The 2022 Atlantic 10 Conference women's soccer tournament was the postseason women's soccer tournament for the Atlantic 10 Conference held from October 28 through November 6, 2022. The quarterfinals of the tournament were held at campus sites, while the semifinals and final took place at the home stadium of the higher remaining seed. The eight-team single-elimination tournament consisted of three rounds based on seeding from regular season conference play. The defending tournament champions were the Saint Louis Billikens, who successfully defended their championship as the first seed, defeating second seed Dayton in the final.  This was the Billikens' seventh overall tournament title, and coach Katie Shields' fourth title.  Shields and Saint Louis have won five straight Atlantic 10 Tournaments in a row. As tournament champions, Saint Louis earned the Atlantic 10's automatic berth into the 2022 NCAA Division I women's soccer tournament.

[DATA]

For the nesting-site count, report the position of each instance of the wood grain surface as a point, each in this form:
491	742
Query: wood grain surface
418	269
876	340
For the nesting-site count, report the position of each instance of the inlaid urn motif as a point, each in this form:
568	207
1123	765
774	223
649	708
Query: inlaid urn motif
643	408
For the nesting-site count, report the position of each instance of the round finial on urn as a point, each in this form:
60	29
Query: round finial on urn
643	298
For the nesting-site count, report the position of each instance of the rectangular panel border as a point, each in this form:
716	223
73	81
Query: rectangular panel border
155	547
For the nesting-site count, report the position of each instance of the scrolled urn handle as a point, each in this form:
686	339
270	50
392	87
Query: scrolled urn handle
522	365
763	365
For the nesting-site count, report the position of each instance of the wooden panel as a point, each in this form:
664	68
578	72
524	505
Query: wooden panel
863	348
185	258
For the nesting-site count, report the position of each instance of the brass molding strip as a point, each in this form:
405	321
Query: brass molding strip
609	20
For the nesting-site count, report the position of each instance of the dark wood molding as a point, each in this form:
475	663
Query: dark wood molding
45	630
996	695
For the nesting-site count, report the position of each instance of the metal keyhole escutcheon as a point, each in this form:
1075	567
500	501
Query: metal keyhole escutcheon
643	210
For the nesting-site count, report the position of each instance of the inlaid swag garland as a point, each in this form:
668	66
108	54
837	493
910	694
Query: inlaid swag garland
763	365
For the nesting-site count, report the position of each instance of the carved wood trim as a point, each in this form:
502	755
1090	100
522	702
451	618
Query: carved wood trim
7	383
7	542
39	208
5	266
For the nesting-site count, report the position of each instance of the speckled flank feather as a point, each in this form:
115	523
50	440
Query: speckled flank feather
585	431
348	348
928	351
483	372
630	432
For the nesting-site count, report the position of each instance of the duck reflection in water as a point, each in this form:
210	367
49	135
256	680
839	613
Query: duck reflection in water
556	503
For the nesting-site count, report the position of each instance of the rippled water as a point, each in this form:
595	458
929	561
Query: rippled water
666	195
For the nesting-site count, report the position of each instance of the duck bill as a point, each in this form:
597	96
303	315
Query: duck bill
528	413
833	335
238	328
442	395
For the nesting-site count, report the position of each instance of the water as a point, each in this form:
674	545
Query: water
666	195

[TO-DO LIST]
[a] Report every line of the rows above that contains the string "dark", treating uppercase and lowercase letters as distinct.
[b] Carry on the account of the 2022 Atlantic 10 women's soccer tournament, beginning immediately after its final sentence.

[THE RESULTS]
[a]
For the nesting-site count, report the position of each instance of the dark wood molding as a point, each in this form:
Query: dark wood molding

[b]
Seeding 

The top eight teams in regular season play qualified for the tournament.  Two sets of tiebreakers were needed to determine final seeding for the tournament.  The first tiebreaker was between Saint Joseph's and UMass for the sixth and seventh seeds as both teams finished with fourteen points in conference play.  Saint Joseph's earned the sixth seed for the tournament by virtue of a better composite record versus common conference opponents.  The second tiebreaker determined which team finished eighth and made the tournament versus which team finished ninth and did not qualify for the tournament.  Loyola-Chicago and Fordham both finished with 4–5–1 regular season conference records.  Again, composite record versus common conference opponents was used as the tiebreaker and Loyola-Chicago earned the eighth and final seed to the tournament.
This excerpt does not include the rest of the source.